=== DESCRIPTION OF THE TASK ===
When you transcribe the records that follow, reproduce each line exactly as given.
** MATERIAL PROVIDED follows **
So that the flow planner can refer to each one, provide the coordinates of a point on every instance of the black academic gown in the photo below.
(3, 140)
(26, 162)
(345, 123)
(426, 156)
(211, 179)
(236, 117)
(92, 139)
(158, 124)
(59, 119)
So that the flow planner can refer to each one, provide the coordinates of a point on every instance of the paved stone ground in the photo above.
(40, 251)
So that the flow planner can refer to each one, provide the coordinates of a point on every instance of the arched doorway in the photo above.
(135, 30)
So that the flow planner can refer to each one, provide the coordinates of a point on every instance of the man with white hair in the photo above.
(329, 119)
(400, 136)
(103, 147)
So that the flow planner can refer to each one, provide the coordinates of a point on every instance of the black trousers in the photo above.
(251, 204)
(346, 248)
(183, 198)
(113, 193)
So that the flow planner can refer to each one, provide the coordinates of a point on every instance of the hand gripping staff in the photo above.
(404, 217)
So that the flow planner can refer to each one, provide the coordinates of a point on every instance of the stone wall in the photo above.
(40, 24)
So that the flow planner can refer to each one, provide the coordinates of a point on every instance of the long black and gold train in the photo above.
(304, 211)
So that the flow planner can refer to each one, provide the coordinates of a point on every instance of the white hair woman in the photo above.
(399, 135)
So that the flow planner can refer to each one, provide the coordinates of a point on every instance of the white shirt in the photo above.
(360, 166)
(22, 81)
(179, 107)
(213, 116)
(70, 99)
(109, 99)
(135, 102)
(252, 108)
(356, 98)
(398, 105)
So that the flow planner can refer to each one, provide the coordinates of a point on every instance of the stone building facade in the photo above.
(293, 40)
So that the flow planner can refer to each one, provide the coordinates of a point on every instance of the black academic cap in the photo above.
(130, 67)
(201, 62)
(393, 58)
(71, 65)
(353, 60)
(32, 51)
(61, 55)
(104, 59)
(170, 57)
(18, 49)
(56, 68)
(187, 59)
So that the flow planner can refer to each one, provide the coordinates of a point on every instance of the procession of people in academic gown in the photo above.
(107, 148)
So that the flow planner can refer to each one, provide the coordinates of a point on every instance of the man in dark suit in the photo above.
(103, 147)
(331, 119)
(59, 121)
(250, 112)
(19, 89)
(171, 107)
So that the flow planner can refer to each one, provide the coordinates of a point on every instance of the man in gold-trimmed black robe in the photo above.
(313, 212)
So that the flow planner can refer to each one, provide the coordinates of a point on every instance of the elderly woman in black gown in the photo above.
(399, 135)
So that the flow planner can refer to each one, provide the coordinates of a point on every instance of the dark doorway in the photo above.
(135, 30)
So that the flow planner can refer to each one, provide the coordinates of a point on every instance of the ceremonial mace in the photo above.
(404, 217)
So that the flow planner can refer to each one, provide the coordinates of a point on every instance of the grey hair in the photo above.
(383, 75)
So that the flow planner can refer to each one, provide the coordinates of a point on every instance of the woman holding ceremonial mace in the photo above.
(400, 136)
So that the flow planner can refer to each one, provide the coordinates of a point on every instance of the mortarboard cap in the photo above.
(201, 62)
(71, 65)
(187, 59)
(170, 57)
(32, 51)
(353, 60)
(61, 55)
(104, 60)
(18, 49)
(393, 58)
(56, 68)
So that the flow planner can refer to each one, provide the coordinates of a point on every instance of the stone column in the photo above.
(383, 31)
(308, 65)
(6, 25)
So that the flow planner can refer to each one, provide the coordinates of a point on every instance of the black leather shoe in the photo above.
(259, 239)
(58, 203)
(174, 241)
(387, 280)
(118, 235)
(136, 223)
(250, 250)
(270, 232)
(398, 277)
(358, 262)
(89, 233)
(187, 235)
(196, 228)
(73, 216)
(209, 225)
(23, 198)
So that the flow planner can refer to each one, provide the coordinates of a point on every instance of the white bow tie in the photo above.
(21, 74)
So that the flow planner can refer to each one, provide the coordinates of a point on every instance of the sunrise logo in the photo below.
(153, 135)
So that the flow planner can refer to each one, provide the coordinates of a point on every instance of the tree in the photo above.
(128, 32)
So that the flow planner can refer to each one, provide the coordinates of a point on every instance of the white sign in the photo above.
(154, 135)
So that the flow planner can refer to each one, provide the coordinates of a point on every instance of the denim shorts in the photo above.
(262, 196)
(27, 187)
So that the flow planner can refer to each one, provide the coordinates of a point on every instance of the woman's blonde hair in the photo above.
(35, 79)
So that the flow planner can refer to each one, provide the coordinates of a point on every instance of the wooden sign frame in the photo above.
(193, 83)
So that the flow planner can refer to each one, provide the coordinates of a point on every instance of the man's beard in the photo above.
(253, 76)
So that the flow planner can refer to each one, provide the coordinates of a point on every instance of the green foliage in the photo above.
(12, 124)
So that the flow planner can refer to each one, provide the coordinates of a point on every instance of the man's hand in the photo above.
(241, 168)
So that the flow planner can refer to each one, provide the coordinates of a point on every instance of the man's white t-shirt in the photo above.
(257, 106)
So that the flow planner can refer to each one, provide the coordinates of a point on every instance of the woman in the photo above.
** End of MATERIAL PROVIDED **
=== ANSWER FOR THIS EXERCISE ===
So that the flow planner can refer to each one, provide the coordinates of a point on every instance of the black academic gown in the photo below.
(3, 140)
(26, 162)
(345, 123)
(426, 156)
(211, 179)
(236, 117)
(92, 139)
(158, 124)
(59, 119)
So that the flow planner can refer to each one, provide the coordinates of a point on every instance of the paved stone ground in the photo above.
(40, 251)
So that the flow planner can refer to each one, provide the coordinates of a point on every instance of the arched doorway in the photo above.
(135, 30)
So that the flow planner can refer to each one, provide the coordinates of a point on every instance of the man with white hair in the photo above.
(329, 119)
(400, 136)
(103, 147)
So that the flow planner can refer to each one, provide the coordinates of a point on every instance of the black trousers in the photo above.
(251, 204)
(346, 248)
(183, 198)
(113, 193)
So that the flow planner can refer to each one, provide the coordinates of a point on every instance of the hand gripping staff in the photo above.
(404, 217)
So that the flow planner can refer to each one, provide the coordinates of a point on every instance of the stone wall in the photo above.
(40, 24)
So that the flow planner can refer to each one, provide the coordinates of a point on every instance of the long black and gold train in the photo above.
(304, 211)
So that the flow planner can refer to each one, provide the coordinates of a point on every instance of the white hair woman in the photo above.
(399, 135)
So that the flow planner can refer to each one, provide the coordinates of a point on every instance of the white shirt in the photo above.
(360, 166)
(22, 81)
(179, 107)
(213, 116)
(70, 99)
(109, 99)
(135, 102)
(252, 108)
(356, 98)
(398, 105)
So that the flow planner can refer to each one, provide the coordinates of a point on every instance of the stone building facade in the photo above.
(293, 40)
So that the flow planner can refer to each one, provide the coordinates of a point on every instance of the black academic cap in the photo above.
(130, 67)
(201, 62)
(393, 58)
(71, 65)
(353, 60)
(32, 51)
(61, 55)
(104, 59)
(170, 57)
(18, 49)
(56, 68)
(187, 59)
So that the flow planner can refer to each one, provide the coordinates of a point on every instance of the procession of people in academic gown in the photo above.
(107, 148)
So that the flow planner can refer to each one, provide the coordinates of a point on every instance of the man in dark suit in the photo above.
(103, 147)
(331, 119)
(59, 121)
(250, 112)
(19, 89)
(171, 107)
So that the flow planner can refer to each one, provide the coordinates of a point on every instance of the man in gold-trimmed black robe in the photo above.
(313, 212)
So that the flow planner can refer to each one, provide the coordinates of a point on every instance of the elderly woman in black gown in the photo above.
(399, 135)
So that the flow planner can refer to each one, provide the coordinates of a point on every instance of the dark doorway in the photo above.
(135, 30)
So that the flow planner can refer to each one, provide the coordinates of a point on every instance of the ceremonial mace in the photo above.
(404, 217)
So that the flow planner can refer to each one, provide the coordinates of a point on every instance of the grey hair in the photo above.
(383, 75)
So that the flow planner can refer to each one, provide the coordinates of a point on every instance of the woman holding ceremonial mace in the photo above.
(400, 136)
So that the flow planner can refer to each one, provide the coordinates of a point on every instance of the mortarboard cap in the photo above.
(201, 62)
(71, 65)
(187, 59)
(170, 57)
(32, 51)
(353, 60)
(61, 55)
(104, 60)
(18, 49)
(393, 58)
(56, 68)
So that the flow planner can refer to each one, provide the coordinates of a point on every instance of the stone column in the photo above.
(383, 31)
(308, 65)
(6, 25)
So that the flow planner can refer to each one, provide the coordinates of a point on every instance of the black leather shoe in the photo above.
(259, 239)
(58, 203)
(174, 241)
(387, 280)
(118, 235)
(136, 223)
(250, 250)
(270, 232)
(398, 277)
(358, 262)
(89, 233)
(187, 235)
(196, 228)
(73, 216)
(209, 225)
(23, 198)
So that the flow planner can refer to each one, provide the coordinates of a point on every instance of the white bow tie in the photo above.
(21, 74)
So that the flow planner can refer to each one, provide the coordinates of a point on every instance of the sunrise logo in the photo below.
(153, 135)
So that the flow planner can refer to each one, provide the coordinates of a point on every instance of the tree in the photo above.
(128, 32)
So that the flow planner can refer to each one, provide the coordinates of a point on every instance of the white sign in the photo above.
(154, 135)
So that the flow planner can refer to each one, provide the coordinates of a point on every instance of the denim shorts in the photo above.
(262, 196)
(27, 187)
So that the flow planner can refer to each one, provide the coordinates of a point on every instance of the woman's blonde hair in the photo above.
(35, 79)
So that the flow planner can refer to each one, provide the coordinates of a point on every instance of the wooden sign frame in the photo above.
(193, 83)
So that the flow planner can refer to each one, provide the coordinates of a point on every instance of the man's beard in the photo above.
(253, 76)
So that the flow planner can refer to each one, provide the coordinates of a point on every instance of the green foliage in the photo above.
(12, 124)
So that the flow planner can refer to each one, provide the coordinates of a point on every instance of the man's hand in the photo above.
(241, 168)
So that the flow planner can refer to each one, provide the coordinates of a point on every instance of the man's white t-shirt in the photo above.
(257, 106)
So that the flow planner can refer to each one, provide the coordinates of a point on every instance of the woman in the photo above.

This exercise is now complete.